> [JOB]: Write out the entries verbatim and leave the images out of the copy.

— START SOURCE MATERIAL —

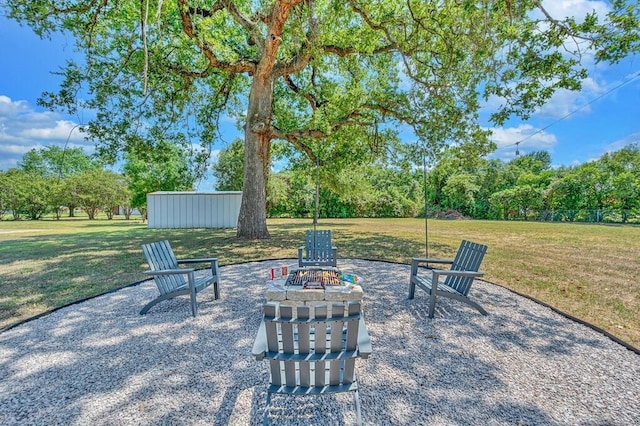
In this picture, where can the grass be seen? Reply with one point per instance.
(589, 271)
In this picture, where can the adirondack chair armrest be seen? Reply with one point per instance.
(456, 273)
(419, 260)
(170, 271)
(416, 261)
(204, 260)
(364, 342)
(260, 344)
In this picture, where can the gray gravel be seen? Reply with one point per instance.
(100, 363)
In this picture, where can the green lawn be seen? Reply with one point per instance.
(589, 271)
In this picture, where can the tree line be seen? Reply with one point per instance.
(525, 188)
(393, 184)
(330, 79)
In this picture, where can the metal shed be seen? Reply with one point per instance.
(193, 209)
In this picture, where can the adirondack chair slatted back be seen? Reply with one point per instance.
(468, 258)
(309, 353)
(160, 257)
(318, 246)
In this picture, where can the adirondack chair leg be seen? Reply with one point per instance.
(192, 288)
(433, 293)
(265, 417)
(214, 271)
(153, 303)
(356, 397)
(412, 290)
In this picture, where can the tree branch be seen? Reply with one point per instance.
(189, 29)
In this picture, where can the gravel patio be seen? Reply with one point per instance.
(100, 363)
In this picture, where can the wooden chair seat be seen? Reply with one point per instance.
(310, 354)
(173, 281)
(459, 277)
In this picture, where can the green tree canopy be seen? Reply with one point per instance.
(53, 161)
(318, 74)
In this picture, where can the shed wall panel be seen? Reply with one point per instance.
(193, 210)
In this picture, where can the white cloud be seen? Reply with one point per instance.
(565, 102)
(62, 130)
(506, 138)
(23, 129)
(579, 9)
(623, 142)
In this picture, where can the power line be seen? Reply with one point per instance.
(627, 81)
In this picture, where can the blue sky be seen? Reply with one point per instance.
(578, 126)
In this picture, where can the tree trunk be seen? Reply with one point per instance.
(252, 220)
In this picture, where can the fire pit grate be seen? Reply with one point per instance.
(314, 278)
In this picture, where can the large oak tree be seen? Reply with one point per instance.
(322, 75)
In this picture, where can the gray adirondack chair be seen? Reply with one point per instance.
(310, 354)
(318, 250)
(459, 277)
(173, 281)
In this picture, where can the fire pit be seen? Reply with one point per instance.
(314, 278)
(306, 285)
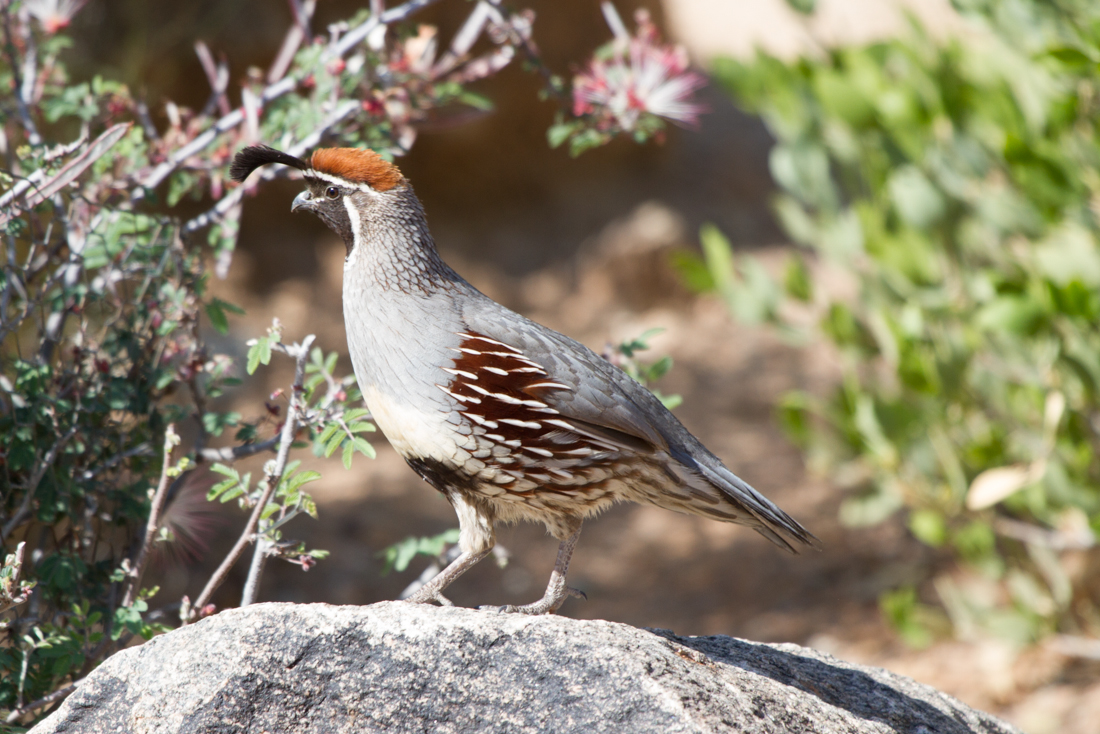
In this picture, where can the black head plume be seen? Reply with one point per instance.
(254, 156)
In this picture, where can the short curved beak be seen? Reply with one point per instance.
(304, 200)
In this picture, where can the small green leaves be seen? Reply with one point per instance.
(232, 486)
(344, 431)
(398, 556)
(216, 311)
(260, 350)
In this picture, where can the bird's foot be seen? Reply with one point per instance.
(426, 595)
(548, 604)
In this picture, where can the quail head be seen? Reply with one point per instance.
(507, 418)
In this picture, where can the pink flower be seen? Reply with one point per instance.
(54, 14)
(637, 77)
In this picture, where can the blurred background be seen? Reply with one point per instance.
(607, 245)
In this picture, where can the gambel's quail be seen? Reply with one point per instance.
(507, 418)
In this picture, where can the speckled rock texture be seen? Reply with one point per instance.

— END SOURCE MATERIAL —

> [SOLUTION FOR THIS PROBLEM]:
In this picture, where can the grass be seen? Reply with one point per instance.
(589, 271)
In this picture, where can the adirondack chair armrest be seen? Reply with one point per instance.
(456, 273)
(419, 260)
(170, 271)
(416, 261)
(204, 260)
(364, 342)
(260, 344)
In this picture, where can the gray gravel be seen? Reply with one point per instance.
(100, 363)
In this picture, where can the green lawn be seen? Reply with one point per instance.
(589, 271)
In this picture, where can the tree line be seen? Reply with one point per instance.
(525, 188)
(393, 184)
(330, 79)
In this picture, where can the metal shed be seen? Reply with one point per instance.
(193, 209)
In this picture, where can the adirondack chair slatted back be seen? Reply with one point per instance.
(468, 258)
(309, 353)
(160, 257)
(318, 246)
In this picture, where can the adirondack chair leg be seen? Reply with one point per instance.
(192, 288)
(433, 293)
(265, 417)
(214, 271)
(153, 303)
(356, 397)
(412, 290)
In this picture, where can the tree branch be seen? Reply with one point per instance.
(189, 29)
In this picture, where can the gravel patio be seen? Reply with one point per instance.
(100, 363)
In this picture, where can the wooden chair seat be seen? Reply with one point per instance.
(310, 354)
(173, 281)
(459, 277)
In this picture, where can the green tree canopy be seen? Reply with one point per instance.
(53, 161)
(318, 74)
In this picture, where can the shed wall panel be seen? Reply with one point per instance.
(193, 210)
In this picture, where can the white cloud be seen? Reply with one point per instance.
(565, 102)
(62, 130)
(506, 138)
(23, 129)
(579, 9)
(623, 142)
In this picture, where can the power line be seen? Reply with one point per instance.
(627, 81)
In this picture, where can the blue sky be seen? Reply with one point per instance.
(578, 126)
In this picture, where can the tree trunk be seen? Reply with one point per instance.
(252, 220)
In this picture, where can the fire pit grate be seen? Reply with one point per instance.
(314, 278)
In this picture, where can the large oak tree be seen? Reply with one point per instance.
(322, 75)
In this picture, where can the gray adirondack chair be seen? Reply with one point per instance.
(310, 354)
(318, 250)
(459, 277)
(173, 281)
In this picture, where can the fire pit be seen? Reply with one point per instance.
(314, 278)
(306, 285)
In this picture, where can the black head plume be seen? Reply with one point per instance.
(254, 156)
In this picture, where can the short curved beak be seen? Reply with one point per instance.
(304, 200)
In this picture, where can the small green leaves be seen? Reply with one point per instance.
(232, 486)
(344, 431)
(398, 556)
(216, 311)
(260, 350)
In this picture, where can the bird's foot be seen? Reply with one point per instance.
(426, 595)
(548, 604)
In this picture, where can the quail head be seen? Reply with one point per instance.
(507, 418)
In this picture, where can the pink flower be seen? Reply with one point per instance.
(54, 14)
(637, 77)
In this picture, where can the blurred background be seen? Reply with one point per instance.
(607, 245)
In this picture, where can the gambel's quail be seen? Reply with one point per instance.
(507, 418)
In this picture, where can the speckled rock texture be seen? Reply with one point per instance.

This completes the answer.